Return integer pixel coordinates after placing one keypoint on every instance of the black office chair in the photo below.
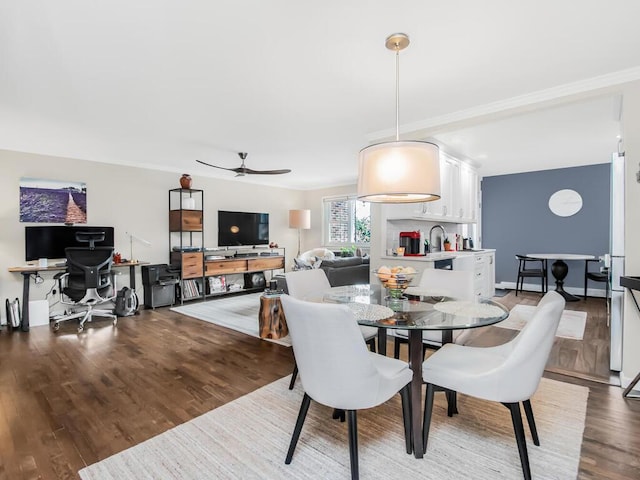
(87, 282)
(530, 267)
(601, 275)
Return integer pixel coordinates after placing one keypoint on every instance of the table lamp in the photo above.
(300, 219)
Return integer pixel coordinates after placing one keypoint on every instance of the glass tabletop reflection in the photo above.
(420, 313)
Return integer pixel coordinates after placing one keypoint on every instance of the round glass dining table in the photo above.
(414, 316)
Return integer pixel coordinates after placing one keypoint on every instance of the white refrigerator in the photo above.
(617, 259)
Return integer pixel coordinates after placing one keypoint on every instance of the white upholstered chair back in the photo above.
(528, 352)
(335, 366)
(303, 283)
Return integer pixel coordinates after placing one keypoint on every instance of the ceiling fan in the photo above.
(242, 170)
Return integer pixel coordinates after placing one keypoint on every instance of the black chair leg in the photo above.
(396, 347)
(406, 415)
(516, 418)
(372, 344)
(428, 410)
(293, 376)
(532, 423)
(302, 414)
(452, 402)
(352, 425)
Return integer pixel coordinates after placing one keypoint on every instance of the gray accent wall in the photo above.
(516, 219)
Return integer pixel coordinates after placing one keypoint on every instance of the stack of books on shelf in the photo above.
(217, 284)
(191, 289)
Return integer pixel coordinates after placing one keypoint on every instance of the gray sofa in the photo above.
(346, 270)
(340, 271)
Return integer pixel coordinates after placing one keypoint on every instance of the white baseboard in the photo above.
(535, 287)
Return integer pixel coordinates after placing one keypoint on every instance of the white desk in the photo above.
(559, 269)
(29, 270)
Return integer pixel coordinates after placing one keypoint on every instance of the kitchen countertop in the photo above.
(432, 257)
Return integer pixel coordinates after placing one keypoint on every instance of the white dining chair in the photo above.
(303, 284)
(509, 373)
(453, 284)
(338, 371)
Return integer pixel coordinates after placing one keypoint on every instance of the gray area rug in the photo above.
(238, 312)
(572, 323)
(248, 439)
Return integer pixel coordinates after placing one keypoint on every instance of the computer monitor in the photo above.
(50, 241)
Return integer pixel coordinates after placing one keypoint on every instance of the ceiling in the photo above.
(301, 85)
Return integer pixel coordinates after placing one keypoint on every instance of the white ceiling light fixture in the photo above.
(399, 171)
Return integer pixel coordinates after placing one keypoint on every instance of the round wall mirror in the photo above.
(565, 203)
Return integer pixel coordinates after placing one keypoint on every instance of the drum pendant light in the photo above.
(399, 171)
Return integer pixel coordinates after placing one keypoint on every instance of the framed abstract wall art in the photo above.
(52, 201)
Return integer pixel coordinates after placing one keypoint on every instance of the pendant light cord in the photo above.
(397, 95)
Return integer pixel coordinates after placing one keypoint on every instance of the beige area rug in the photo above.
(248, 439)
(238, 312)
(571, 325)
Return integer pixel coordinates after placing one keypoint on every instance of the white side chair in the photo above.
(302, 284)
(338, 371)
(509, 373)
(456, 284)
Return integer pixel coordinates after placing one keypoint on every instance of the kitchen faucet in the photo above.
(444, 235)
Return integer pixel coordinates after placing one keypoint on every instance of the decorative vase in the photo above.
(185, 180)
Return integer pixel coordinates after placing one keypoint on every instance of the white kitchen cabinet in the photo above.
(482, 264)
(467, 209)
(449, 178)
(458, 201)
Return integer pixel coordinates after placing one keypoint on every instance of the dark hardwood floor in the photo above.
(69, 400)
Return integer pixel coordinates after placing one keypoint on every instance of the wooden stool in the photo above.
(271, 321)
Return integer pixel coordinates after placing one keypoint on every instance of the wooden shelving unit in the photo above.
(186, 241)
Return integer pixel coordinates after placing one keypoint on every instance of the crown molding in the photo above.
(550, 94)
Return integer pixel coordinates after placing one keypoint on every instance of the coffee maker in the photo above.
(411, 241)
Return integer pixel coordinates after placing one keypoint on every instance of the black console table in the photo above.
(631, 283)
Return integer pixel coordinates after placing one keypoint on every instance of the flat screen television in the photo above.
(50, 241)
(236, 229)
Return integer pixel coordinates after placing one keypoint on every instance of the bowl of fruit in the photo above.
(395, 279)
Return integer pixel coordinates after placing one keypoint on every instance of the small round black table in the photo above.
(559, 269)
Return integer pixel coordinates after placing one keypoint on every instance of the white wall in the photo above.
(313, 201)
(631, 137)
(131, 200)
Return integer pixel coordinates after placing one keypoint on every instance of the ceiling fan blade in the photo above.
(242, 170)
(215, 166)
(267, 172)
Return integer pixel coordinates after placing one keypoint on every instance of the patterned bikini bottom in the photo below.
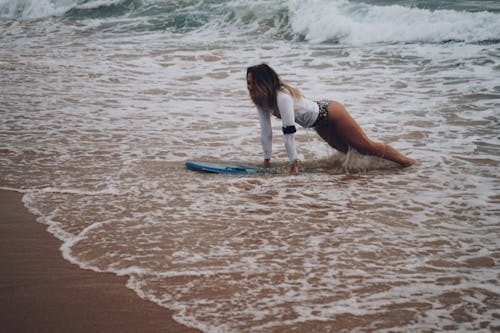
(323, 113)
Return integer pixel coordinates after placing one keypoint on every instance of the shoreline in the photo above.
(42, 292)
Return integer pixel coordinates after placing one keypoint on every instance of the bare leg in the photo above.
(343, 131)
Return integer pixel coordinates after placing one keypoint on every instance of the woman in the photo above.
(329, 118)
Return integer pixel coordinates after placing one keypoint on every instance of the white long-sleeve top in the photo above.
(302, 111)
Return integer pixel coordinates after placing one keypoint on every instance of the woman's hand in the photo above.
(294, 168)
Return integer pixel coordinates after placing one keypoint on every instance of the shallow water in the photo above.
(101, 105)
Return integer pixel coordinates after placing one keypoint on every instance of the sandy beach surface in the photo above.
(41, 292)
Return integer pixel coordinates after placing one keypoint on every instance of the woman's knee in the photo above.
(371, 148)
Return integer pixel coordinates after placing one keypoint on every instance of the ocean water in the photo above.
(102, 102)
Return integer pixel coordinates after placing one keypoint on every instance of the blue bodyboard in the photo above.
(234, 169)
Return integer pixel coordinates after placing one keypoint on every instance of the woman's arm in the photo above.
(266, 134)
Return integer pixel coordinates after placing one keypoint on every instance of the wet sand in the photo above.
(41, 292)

§ §

▸ **The exercise**
Render all of the lines above as a Markdown table with the columns "No." and "Line", numbering the rows in order and skipping any blank lines. Do not include the pictures in the table.

▸ **Result below**
| No. | Line |
|---|---|
| 1 | Return integer pixel coordinates after placing one keypoint on every instance of the black office chair in the photo below. |
| 2 | (87, 282) |
| 3 | (530, 267) |
| 4 | (601, 275) |
| 5 | Return integer pixel coordinates after placing one keypoint on every instance of the table lamp in the photo above. |
| 6 | (300, 219) |
| 7 | Return integer pixel coordinates after placing one keypoint on every instance of the glass tabletop reflection in the photo above. |
| 8 | (420, 313) |
| 9 | Return integer pixel coordinates after placing one keypoint on every instance of the round glass dining table in the photo above. |
| 10 | (414, 316) |
| 11 | Return integer pixel coordinates after placing one keypoint on every instance of the white refrigerator in the photo above. |
| 12 | (617, 259) |
| 13 | Return integer pixel coordinates after placing one keypoint on every instance of the white upholstered chair back in the photo above. |
| 14 | (528, 352) |
| 15 | (335, 366) |
| 16 | (303, 283) |
| 17 | Return integer pixel coordinates after placing one keypoint on every instance of the ceiling fan in the photo above. |
| 18 | (242, 170) |
| 19 | Return integer pixel coordinates after placing one keypoint on every instance of the black chair leg in the photo above. |
| 20 | (396, 347) |
| 21 | (406, 415) |
| 22 | (516, 418) |
| 23 | (372, 344) |
| 24 | (428, 410) |
| 25 | (293, 376) |
| 26 | (532, 423) |
| 27 | (302, 414) |
| 28 | (452, 402) |
| 29 | (352, 425) |
| 30 | Return integer pixel coordinates after placing one keypoint on every instance of the gray accent wall in the photo above. |
| 31 | (516, 219) |
| 32 | Return integer pixel coordinates after placing one keypoint on every instance of the stack of books on shelf in the photo above. |
| 33 | (217, 284) |
| 34 | (191, 289) |
| 35 | Return integer pixel coordinates after placing one keypoint on every instance of the gray sofa in the photo above. |
| 36 | (346, 270) |
| 37 | (340, 271) |
| 38 | Return integer pixel coordinates after placing one keypoint on every instance of the white baseboard in the photo above. |
| 39 | (535, 287) |
| 40 | Return integer pixel coordinates after placing one keypoint on every instance of the white desk in the photo above. |
| 41 | (559, 269) |
| 42 | (29, 270) |
| 43 | Return integer pixel coordinates after placing one keypoint on every instance of the kitchen countertop in the photo above. |
| 44 | (432, 257) |
| 45 | Return integer pixel coordinates after placing one keypoint on every instance of the white dining chair in the photo above. |
| 46 | (303, 284) |
| 47 | (509, 373) |
| 48 | (453, 284) |
| 49 | (338, 371) |
| 50 | Return integer pixel coordinates after placing one keypoint on every instance of the gray area rug in the photo above. |
| 51 | (238, 312) |
| 52 | (572, 323) |
| 53 | (248, 439) |
| 54 | Return integer pixel coordinates after placing one keypoint on every instance of the computer monitor in the photo above. |
| 55 | (50, 241) |
| 56 | Return integer pixel coordinates after placing one keypoint on every instance of the ceiling in the photo above. |
| 57 | (301, 85) |
| 58 | Return integer pixel coordinates after placing one keypoint on every instance of the white ceiling light fixture in the photo above. |
| 59 | (399, 171) |
| 60 | Return integer pixel coordinates after placing one keypoint on every instance of the round wall mirror in the photo above. |
| 61 | (565, 203) |
| 62 | Return integer pixel coordinates after placing one keypoint on every instance of the drum pendant light in the photo above. |
| 63 | (399, 171) |
| 64 | Return integer pixel coordinates after placing one keypoint on every instance of the framed abstract wall art in the photo above. |
| 65 | (52, 201) |
| 66 | Return integer pixel coordinates after placing one keypoint on every instance of the pendant light cord in the photo above. |
| 67 | (397, 95) |
| 68 | Return integer pixel coordinates after placing one keypoint on every instance of the beige area rug in the photo above. |
| 69 | (248, 439) |
| 70 | (238, 312) |
| 71 | (571, 325) |
| 72 | Return integer pixel coordinates after placing one keypoint on every instance of the white side chair in the photo above. |
| 73 | (302, 284) |
| 74 | (338, 371) |
| 75 | (509, 373) |
| 76 | (456, 284) |
| 77 | Return integer pixel coordinates after placing one keypoint on every instance of the kitchen faucet in the photo above. |
| 78 | (444, 235) |
| 79 | Return integer pixel coordinates after placing one keypoint on every instance of the decorative vase in the photo above. |
| 80 | (185, 180) |
| 81 | Return integer pixel coordinates after placing one keypoint on every instance of the white kitchen cabinet in the photo above. |
| 82 | (482, 264) |
| 83 | (467, 209) |
| 84 | (449, 178) |
| 85 | (458, 201) |
| 86 | Return integer pixel coordinates after placing one keypoint on every instance of the dark hardwood floor in the photo above. |
| 87 | (69, 400) |
| 88 | Return integer pixel coordinates after placing one keypoint on every instance of the wooden stool in the photo above. |
| 89 | (271, 321) |
| 90 | Return integer pixel coordinates after placing one keypoint on every instance of the wooden shelving unit in the photo above. |
| 91 | (186, 241) |
| 92 | Return integer pixel coordinates after placing one keypoint on every instance of the crown molding in the photo above. |
| 93 | (550, 94) |
| 94 | Return integer pixel coordinates after placing one keypoint on every instance of the coffee maker in the photo above. |
| 95 | (411, 241) |
| 96 | Return integer pixel coordinates after placing one keypoint on every instance of the black console table in the photo above. |
| 97 | (631, 283) |
| 98 | Return integer pixel coordinates after placing one keypoint on every instance of the flat screen television in the photo above. |
| 99 | (50, 241) |
| 100 | (236, 229) |
| 101 | Return integer pixel coordinates after placing one keypoint on every instance of the bowl of fruit in the photo above. |
| 102 | (395, 279) |
| 103 | Return integer pixel coordinates after placing one keypoint on every instance of the small round black table in the photo above. |
| 104 | (559, 269) |
| 105 | Return integer pixel coordinates after placing one keypoint on every instance of the white wall in the photo above. |
| 106 | (313, 201) |
| 107 | (631, 137) |
| 108 | (131, 200) |
| 109 | Return integer pixel coordinates after placing one keypoint on every instance of the ceiling fan blade in the photo above. |
| 110 | (242, 170) |
| 111 | (215, 166) |
| 112 | (267, 172) |
| 113 | Return integer pixel coordinates after placing one keypoint on every instance of the patterned bikini bottom in the photo below. |
| 114 | (323, 113) |
| 115 | Return integer pixel coordinates after placing one keypoint on every instance of the shoreline in the photo above. |
| 116 | (42, 292) |
| 117 | Return integer pixel coordinates after placing one keypoint on every instance of the bare leg in the photo above. |
| 118 | (343, 131) |
| 119 | Return integer pixel coordinates after placing one keypoint on every instance of the woman in the photo above. |
| 120 | (329, 118) |
| 121 | Return integer pixel coordinates after placing one keypoint on every instance of the white long-sleeve top in the photo above. |
| 122 | (302, 111) |
| 123 | Return integer pixel coordinates after placing one keypoint on every instance of the woman's hand in the photo above. |
| 124 | (294, 168) |
| 125 | Return integer pixel coordinates after placing one keypoint on every instance of the shallow water in the photo above. |
| 126 | (101, 105) |
| 127 | Return integer pixel coordinates after placing one keypoint on every instance of the sandy beach surface in the photo above. |
| 128 | (41, 292) |
| 129 | Return integer pixel coordinates after placing one keypoint on every instance of the woman's knee in the photo above. |
| 130 | (371, 148) |
| 131 | Return integer pixel coordinates after placing one keypoint on every instance of the ocean water in the photo above. |
| 132 | (102, 102) |
| 133 | Return integer pixel coordinates after placing one keypoint on every instance of the blue bodyboard in the photo above. |
| 134 | (234, 169) |
| 135 | Return integer pixel coordinates after placing one keypoint on every instance of the woman's arm in the photo above. |
| 136 | (266, 134) |
| 137 | Return integer pixel coordinates after placing one keypoint on every instance of the wet sand in the photo above. |
| 138 | (41, 292) |